Job
Quote the data below in full, please, without altering anything.

[Point labeling examples]
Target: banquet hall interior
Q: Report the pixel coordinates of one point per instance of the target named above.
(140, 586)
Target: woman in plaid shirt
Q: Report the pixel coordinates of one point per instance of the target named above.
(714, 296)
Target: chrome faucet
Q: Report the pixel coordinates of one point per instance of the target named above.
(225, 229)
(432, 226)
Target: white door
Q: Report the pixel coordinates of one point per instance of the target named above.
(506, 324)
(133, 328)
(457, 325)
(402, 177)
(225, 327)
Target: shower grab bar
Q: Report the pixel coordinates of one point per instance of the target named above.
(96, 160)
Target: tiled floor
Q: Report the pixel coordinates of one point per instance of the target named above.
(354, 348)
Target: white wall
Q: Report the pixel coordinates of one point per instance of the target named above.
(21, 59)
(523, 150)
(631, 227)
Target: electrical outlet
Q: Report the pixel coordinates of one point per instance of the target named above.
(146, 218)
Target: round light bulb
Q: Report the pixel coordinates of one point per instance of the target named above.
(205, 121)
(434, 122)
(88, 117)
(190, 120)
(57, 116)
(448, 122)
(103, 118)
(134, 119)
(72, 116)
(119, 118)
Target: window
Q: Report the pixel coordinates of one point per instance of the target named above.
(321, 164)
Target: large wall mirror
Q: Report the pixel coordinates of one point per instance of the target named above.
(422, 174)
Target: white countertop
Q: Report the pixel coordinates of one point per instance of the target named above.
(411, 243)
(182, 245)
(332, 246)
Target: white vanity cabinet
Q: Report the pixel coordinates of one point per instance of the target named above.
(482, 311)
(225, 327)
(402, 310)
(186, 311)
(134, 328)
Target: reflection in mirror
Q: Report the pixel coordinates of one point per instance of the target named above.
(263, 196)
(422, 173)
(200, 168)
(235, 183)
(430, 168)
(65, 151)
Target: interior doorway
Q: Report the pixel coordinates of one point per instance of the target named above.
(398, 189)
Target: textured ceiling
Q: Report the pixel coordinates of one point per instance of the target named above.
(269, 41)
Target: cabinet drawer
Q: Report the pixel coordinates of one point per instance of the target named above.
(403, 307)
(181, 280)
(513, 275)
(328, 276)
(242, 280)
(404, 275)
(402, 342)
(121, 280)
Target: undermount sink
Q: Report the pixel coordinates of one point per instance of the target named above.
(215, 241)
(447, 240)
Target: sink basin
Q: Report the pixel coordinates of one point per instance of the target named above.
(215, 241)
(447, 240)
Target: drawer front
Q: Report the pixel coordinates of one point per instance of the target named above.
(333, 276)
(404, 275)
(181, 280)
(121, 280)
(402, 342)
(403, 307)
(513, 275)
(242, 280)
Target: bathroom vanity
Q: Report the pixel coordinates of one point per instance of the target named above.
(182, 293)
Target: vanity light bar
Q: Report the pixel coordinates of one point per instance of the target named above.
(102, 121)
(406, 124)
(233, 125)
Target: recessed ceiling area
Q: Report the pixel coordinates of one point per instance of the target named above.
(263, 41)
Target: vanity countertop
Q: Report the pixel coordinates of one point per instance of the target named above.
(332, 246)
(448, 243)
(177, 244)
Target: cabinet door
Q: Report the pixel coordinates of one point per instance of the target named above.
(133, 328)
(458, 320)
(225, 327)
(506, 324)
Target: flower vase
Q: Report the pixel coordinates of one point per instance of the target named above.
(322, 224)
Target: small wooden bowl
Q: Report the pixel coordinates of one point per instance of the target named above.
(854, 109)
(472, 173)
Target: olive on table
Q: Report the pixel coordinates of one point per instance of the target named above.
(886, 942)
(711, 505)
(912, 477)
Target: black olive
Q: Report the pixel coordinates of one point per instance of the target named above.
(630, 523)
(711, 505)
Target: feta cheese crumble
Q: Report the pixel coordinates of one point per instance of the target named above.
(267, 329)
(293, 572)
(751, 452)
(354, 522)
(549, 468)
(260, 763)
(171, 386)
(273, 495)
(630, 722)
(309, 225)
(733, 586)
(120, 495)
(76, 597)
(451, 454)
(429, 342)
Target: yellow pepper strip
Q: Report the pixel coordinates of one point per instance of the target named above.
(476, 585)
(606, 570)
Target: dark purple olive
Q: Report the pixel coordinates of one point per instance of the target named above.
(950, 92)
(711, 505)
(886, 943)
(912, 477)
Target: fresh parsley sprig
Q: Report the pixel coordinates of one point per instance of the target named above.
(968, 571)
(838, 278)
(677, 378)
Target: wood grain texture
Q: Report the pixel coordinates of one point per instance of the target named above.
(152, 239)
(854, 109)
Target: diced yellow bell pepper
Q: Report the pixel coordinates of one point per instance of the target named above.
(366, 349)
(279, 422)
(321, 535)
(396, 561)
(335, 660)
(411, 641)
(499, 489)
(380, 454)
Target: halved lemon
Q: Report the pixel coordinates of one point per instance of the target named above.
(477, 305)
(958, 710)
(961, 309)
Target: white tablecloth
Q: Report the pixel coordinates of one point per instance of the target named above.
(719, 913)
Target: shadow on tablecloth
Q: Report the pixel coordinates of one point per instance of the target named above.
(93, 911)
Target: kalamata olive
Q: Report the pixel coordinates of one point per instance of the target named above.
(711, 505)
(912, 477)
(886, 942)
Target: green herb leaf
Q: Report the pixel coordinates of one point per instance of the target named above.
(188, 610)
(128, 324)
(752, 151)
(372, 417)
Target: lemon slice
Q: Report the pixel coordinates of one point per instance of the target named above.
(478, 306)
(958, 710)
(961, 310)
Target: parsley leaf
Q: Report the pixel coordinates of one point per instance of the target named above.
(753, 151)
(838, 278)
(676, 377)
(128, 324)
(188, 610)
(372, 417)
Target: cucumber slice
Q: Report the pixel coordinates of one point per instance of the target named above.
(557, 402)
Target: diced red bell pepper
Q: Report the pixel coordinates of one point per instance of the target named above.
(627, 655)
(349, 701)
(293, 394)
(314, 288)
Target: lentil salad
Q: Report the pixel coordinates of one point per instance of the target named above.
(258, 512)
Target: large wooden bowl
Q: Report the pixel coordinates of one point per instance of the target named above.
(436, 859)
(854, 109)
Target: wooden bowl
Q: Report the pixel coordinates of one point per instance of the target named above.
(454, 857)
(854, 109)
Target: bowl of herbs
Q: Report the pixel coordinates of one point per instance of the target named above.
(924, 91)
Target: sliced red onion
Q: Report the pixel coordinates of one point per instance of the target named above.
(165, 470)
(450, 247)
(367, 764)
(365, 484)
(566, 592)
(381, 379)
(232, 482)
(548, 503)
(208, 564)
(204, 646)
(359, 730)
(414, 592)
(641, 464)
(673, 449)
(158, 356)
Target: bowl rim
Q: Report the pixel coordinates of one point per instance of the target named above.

Written response
Target: banquet hall interior
Q: Report the pixel coordinates of one point per instance of the target named above.
(140, 586)
Target: woman in plaid shirt
Q: Report the pixel coordinates of one point per instance of the target named above.
(714, 296)
Target: chrome faucet
Q: Report the pixel coordinates of one point per instance of the target named above.
(225, 229)
(432, 226)
Target: white door
Q: Report the pixel coordinates of one point per instance of the target named above.
(506, 324)
(133, 328)
(457, 325)
(402, 177)
(225, 327)
Target: shower grab bar
Q: Report the pixel coordinates of one point per instance of the target named above.
(96, 160)
Target: tiled floor
Q: Report the pixel coordinates of one point per instance of the target named above.
(354, 348)
Target: white wall
Q: Report the pixel coordinates of one point per instance of the target named above.
(21, 59)
(523, 150)
(631, 227)
Target: electrical outlet
Q: Report the pixel coordinates of one point per instance of the target named above.
(146, 218)
Target: round light bulb
Q: Report the pixel coordinates of one point per instance of the target named above.
(205, 121)
(434, 122)
(88, 117)
(190, 120)
(57, 116)
(448, 122)
(103, 118)
(134, 119)
(72, 116)
(119, 118)
Target: window
Q: Report the pixel coordinates of one point per instance of the target named above.
(321, 164)
Target: large wall mirror
Q: Report the pixel coordinates of one point per instance of the target named above.
(422, 174)
Target: white countertop
Q: Report the pixel coordinates of one point per instance of the target named above.
(411, 243)
(182, 245)
(332, 246)
Target: white vanity cabinet
Q: Report the pixel coordinates of one point per instance of the target named above.
(482, 311)
(225, 327)
(402, 310)
(186, 311)
(134, 328)
Target: reflection in mirror
Q: Report the pixel coordinates of one point per instance of the target named above.
(263, 196)
(422, 173)
(200, 168)
(235, 183)
(430, 168)
(65, 151)
Target: interior doorway
Q: Report the pixel coordinates of one point per instance of the target named above.
(398, 189)
Target: textured ceiling
Q: Report the pixel coordinates of one point per instance of the target named above.
(269, 41)
Target: cabinet drawer
Q: Report the pixel coordinates of one point per instance of the target named above.
(403, 307)
(181, 280)
(513, 275)
(328, 276)
(242, 280)
(404, 275)
(402, 342)
(121, 280)
Target: undermount sink
Q: Report the pixel coordinates of one point per instance of the target named above.
(215, 241)
(447, 240)
Target: sink basin
Q: Report the pixel coordinates of one point per instance of the target named above.
(215, 241)
(447, 240)
Target: drawer front
Q: Report the pixel coordinates of one point per instance of the target named above.
(333, 276)
(404, 275)
(181, 280)
(121, 280)
(402, 342)
(403, 307)
(513, 275)
(242, 280)
Target: bathroom vanity
Q: Report the pixel coordinates of one point per instance of the target named above.
(182, 293)
Target: vanity light bar
Q: Report the pixel coordinates of one point per instance of the target named above.
(102, 121)
(406, 124)
(233, 125)
Target: recessed ceiling area
Q: Report the pixel coordinates of one point per instance of the target named above.
(263, 41)
Target: vanity countertop
Q: Report the pixel coordinates of one point per instance of the target named above.
(332, 246)
(448, 243)
(177, 244)
Target: cabinet door
Q: Report the pixel coordinates of one point per instance of the target named above.
(133, 328)
(458, 320)
(225, 327)
(506, 324)
Target: flower vase
Q: Report the pixel coordinates of one point per instance of the target named above.
(322, 224)
Target: small wooden bowl
Q: Report the pixel coordinates of one point per instance of the target named above.
(854, 109)
(472, 173)
Target: olive on table
Q: Report the pixel coordinates of one point per instance of the target named above.
(886, 942)
(711, 505)
(912, 477)
Target: black olive
Q: Report the pixel coordinates of one point per instance of the target named above.
(630, 523)
(711, 505)
Target: feta cheese crumble
Q: Report the pixel coordinates of one point per instance of the target named above.
(267, 329)
(293, 572)
(751, 452)
(354, 522)
(549, 468)
(260, 763)
(171, 386)
(273, 495)
(630, 722)
(309, 225)
(733, 586)
(120, 495)
(76, 597)
(451, 454)
(429, 342)
Target: yellow pepper strip
Q: Report the pixel coordinates of one point per instance of the target named above.
(476, 585)
(606, 570)
Target: dark purple olive
Q: Report the pixel coordinates of one point per instance of the target named above.
(950, 92)
(711, 505)
(886, 943)
(912, 477)
Target: fresh parsley sprig
Q: Report the pixel coordinates of one point per instance of the target named above.
(968, 571)
(838, 278)
(677, 378)
Target: wood grain texture
Q: Report the pixel coordinates of one point per instance of the target named above.
(152, 239)
(854, 109)
Target: diced yellow bell pepper
Q: Report the pixel coordinates of one point per instance of the target named above.
(366, 349)
(279, 422)
(321, 535)
(396, 561)
(335, 660)
(411, 641)
(499, 489)
(380, 454)
Target: halved lemon
Q: Report the pixel coordinates of one point per instance of the target named above.
(477, 305)
(958, 710)
(961, 309)
Target: white tablecloth
Q: Report the pixel coordinates of one point per instance of the target named above.
(719, 913)
Target: shadow on tablecloth
Q: Report the pixel coordinates of one point per instance of the target named above.
(93, 911)
Target: kalamata olive
Q: Report the pixel coordinates of one point per instance of the target named above.
(711, 505)
(912, 477)
(886, 942)
Target: green herb leaf
Q: Report the pixel coordinates of one point per instance of the target named above.
(188, 610)
(128, 324)
(752, 151)
(372, 417)
Target: lemon slice
Q: Report the pixel coordinates of one point per instance of the target named above.
(478, 306)
(958, 710)
(961, 310)
Target: parsley leaf
Q: Report the pixel coordinates of one point per instance of the target named above.
(753, 151)
(838, 278)
(676, 377)
(128, 324)
(188, 610)
(372, 417)
Target: cucumber slice
Q: Report the pixel coordinates of one point per instance of the target named above.
(557, 402)
Target: diced red bell pepper
Q: Report the pixel coordinates of one point per instance of the target named above.
(627, 655)
(349, 701)
(293, 394)
(314, 288)
Target: lentil salad
Q: Report the pixel coordinates of one point per instance of the target named above.
(258, 512)
Target: large wooden bowl
Q: Report the pixel coordinates of one point per instance of the target named above.
(436, 859)
(854, 109)
Target: wooden bowl
Q: Report the pixel coordinates of one point per instance of the target named above.
(454, 857)
(854, 109)
Target: bowl of herbs
Q: Report the pixel coordinates of one point per instance of the target named above.
(924, 91)
Target: sliced red onion
Q: Report the pixel coordinates of one point per instance of the target named above.
(165, 470)
(450, 247)
(367, 764)
(365, 484)
(566, 592)
(381, 379)
(232, 482)
(548, 503)
(208, 564)
(204, 646)
(359, 730)
(414, 592)
(641, 464)
(673, 449)
(158, 356)
Target: bowl rim
Q: Report the pixel coordinates of one point per instance of the target named above.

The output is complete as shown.